The problem: Will you give every entry again exactly as it stands?

Provided records:
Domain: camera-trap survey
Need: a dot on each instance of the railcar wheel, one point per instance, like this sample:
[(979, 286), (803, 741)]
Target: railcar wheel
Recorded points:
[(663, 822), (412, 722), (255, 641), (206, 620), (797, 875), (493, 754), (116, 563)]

Answer space:
Domain: camera-trap survey
Need: a dot on each instance of the railcar wheel, one point per instance, like this sample:
[(979, 286), (803, 741)]
Target: railcar wheel
Recorded points:
[(663, 822), (412, 722), (255, 641), (206, 620), (797, 875), (493, 754), (116, 563)]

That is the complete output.